Given instruction a:
Copy the passage of the baseball story from "He looked to" to "think about it." word for word.

☆ ☆ ☆ ☆ ☆

Then another from his left. And then another from his right.
And suddenly they started raining down towards the field, the fans booing and the game being delayed for several minutes while the grounds crew came out to restore order. Several rows closer to the front of the section the boy and his aunt were in, a few young men in Rangers gear were laughing about all this, standing up and yelling at the Sox faithful who were participating in this mini-riot.
The boy tried not to laugh when those men started getting pelted with food and beer from above...and more seatwarmers. To this day he wonders where all those bright yellow missiles kept coming from.
He looked to his aunt next to him and breathed a sigh of relief when he saw her laughing at the whole scene.
"Aunt Pat, why is everyone so upset?" he asked her.
"Because we're Sox fans," she replied, "and we don't put up with paying to watch crappy baseball. And we don't put up with jerk fans from out of town either."
The boy took this all in and would later tell all his friends about how hardcore Sox fans were. "They hate losing," he would say. "It's awesome!"
And of course the Sox did lose that night, eventually falling 6-1 on their way to another 3rd-place finish while Pavlik threw a 6-hit complete game, faltering only when George Bell hit yet another meaningless solo home run with 2 out in the bottom of the 9th. Years later the boy would ask his aunt about that game, and she would still smile to think about it.
"I'm so glad it worked out the way it did," she said. "Awful game, but you learned about the Sox at just the right time."
He asked her if she still had the seatwarmer.
"God no," she said. "I threw it at those jackasses in the Rangers shirts when you weren't looking."

☆ ☆ ☆ ☆ ☆

Given instruction b:
Write out the lines of the listing word for word, from its first line through the line with "POLYGON ((300 229, 293".

☆ ☆ ☆ ☆ ☆

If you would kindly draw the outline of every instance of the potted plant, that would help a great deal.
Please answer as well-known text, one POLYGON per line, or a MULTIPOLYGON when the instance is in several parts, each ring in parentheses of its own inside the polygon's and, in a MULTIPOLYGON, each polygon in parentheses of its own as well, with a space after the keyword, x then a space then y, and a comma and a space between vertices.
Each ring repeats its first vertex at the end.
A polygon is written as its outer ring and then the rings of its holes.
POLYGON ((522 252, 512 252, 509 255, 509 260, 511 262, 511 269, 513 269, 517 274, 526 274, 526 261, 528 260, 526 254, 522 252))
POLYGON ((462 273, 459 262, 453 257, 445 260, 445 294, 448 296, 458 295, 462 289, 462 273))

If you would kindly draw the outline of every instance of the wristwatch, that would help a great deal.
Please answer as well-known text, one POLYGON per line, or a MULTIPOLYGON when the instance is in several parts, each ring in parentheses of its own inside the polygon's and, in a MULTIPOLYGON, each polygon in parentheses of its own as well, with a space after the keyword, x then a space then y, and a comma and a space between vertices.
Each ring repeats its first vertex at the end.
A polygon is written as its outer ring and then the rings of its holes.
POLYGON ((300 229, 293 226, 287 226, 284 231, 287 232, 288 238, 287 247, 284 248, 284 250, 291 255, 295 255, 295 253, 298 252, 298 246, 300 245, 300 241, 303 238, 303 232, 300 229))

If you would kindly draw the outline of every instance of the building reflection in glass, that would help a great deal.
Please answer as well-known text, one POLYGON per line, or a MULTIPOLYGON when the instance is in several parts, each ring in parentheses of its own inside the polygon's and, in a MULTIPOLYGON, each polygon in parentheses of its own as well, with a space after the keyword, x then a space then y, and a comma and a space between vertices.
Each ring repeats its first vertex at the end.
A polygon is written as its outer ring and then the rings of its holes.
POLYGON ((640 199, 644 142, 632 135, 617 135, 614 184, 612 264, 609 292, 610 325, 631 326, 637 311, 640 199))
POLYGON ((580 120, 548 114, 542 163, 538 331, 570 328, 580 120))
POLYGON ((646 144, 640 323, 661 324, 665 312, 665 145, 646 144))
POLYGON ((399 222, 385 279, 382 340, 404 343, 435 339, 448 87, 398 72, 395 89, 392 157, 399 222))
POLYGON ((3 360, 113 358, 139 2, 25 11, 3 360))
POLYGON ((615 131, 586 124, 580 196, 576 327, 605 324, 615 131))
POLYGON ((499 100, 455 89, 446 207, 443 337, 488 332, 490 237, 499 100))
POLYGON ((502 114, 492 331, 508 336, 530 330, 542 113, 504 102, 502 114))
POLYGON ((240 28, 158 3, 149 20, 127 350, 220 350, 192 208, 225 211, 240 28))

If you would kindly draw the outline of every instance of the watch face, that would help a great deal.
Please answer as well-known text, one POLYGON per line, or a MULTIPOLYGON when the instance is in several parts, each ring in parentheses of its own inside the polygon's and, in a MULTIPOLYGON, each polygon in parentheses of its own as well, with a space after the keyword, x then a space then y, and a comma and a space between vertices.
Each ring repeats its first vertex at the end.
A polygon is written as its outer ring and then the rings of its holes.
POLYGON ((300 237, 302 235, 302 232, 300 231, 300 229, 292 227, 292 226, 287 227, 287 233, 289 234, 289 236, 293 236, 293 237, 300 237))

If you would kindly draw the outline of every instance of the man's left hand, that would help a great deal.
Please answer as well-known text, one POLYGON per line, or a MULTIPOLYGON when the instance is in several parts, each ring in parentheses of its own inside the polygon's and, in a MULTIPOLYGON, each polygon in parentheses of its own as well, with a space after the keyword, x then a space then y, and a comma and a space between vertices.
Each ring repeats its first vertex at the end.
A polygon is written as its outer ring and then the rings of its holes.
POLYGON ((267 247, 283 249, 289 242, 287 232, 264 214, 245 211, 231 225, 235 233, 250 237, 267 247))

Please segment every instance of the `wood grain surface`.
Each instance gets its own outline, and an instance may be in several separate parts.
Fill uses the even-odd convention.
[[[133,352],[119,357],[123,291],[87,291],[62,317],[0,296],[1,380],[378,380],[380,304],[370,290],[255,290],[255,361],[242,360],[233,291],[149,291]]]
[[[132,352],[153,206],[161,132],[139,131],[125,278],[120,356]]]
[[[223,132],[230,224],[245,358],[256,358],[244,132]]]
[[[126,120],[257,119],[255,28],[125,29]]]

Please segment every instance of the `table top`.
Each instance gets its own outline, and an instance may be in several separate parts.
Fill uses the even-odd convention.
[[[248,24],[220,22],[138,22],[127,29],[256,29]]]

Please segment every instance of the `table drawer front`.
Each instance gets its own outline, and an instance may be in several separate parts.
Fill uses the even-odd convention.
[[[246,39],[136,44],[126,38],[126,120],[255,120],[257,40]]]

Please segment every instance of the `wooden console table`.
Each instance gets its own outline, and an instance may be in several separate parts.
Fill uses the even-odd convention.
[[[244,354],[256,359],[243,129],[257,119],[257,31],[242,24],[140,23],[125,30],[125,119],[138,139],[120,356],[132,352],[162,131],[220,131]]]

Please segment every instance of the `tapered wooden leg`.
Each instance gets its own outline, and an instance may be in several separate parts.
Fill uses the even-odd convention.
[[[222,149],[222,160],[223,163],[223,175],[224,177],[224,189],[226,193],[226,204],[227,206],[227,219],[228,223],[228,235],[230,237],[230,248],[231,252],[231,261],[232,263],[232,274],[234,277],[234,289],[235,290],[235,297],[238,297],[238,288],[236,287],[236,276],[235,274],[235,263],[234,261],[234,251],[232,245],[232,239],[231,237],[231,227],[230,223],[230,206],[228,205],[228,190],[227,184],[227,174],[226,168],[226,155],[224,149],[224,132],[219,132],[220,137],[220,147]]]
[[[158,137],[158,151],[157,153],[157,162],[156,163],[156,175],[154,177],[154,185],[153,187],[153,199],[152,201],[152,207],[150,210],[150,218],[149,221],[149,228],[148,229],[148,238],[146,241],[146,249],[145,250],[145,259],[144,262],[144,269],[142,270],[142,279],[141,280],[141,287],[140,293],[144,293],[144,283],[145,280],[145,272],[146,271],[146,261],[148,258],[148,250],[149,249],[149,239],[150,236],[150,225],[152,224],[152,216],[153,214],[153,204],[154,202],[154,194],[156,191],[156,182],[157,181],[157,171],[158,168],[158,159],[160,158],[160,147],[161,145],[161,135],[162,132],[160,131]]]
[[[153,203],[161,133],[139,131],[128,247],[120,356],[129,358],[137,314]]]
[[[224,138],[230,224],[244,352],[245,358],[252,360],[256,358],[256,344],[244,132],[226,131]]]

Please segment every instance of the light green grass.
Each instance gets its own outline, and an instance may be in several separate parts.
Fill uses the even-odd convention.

☆ ☆ ☆ ☆ ☆

Expected answer a:
He looked to his aunt next to him and breathed a sigh of relief when he saw her laughing at the whole scene.
"Aunt Pat, why is everyone so upset?" he asked her.
"Because we're Sox fans," she replied, "and we don't put up with paying to watch crappy baseball. And we don't put up with jerk fans from out of town either."
The boy took this all in and would later tell all his friends about how hardcore Sox fans were. "They hate losing," he would say. "It's awesome!"
And of course the Sox did lose that night, eventually falling 6-1 on their way to another 3rd-place finish while Pavlik threw a 6-hit complete game, faltering only when George Bell hit yet another meaningless solo home run with 2 out in the bottom of the 9th. Years later the boy would ask his aunt about that game, and she would still smile to think about it.

Expected answer b:
If you would kindly draw the outline of every instance of the potted plant, that would help a great deal.
Please answer as well-known text, one POLYGON per line, or a MULTIPOLYGON when the instance is in several parts, each ring in parentheses of its own inside the polygon's and, in a MULTIPOLYGON, each polygon in parentheses of its own as well, with a space after the keyword, x then a space then y, and a comma and a space between vertices.
Each ring repeats its first vertex at the end.
A polygon is written as its outer ring and then the rings of its holes.
POLYGON ((522 252, 512 252, 509 255, 509 260, 511 262, 511 269, 513 269, 517 274, 526 274, 526 261, 528 260, 526 254, 522 252))
POLYGON ((462 273, 459 262, 453 257, 445 260, 445 294, 448 296, 458 295, 462 289, 462 273))

If you would kindly draw the outline of every instance of the wristwatch, that would help a great deal.
Please answer as well-known text, one POLYGON per line, or a MULTIPOLYGON when the instance is in several parts, each ring in parentheses of its own inside the polygon's and, in a MULTIPOLYGON, each polygon in parentheses of its own as well, with a space after the keyword, x then a space then y, and a comma and a space between vertices.
Each ring repeats its first vertex at the end.
A polygon is written as its outer ring and then the rings of its holes.
POLYGON ((300 229, 293 226, 287 226, 284 231, 287 232, 288 238, 287 247, 284 248, 284 250, 291 255, 295 255, 295 253, 298 252, 298 246, 300 245, 300 241, 303 238, 303 232, 300 229))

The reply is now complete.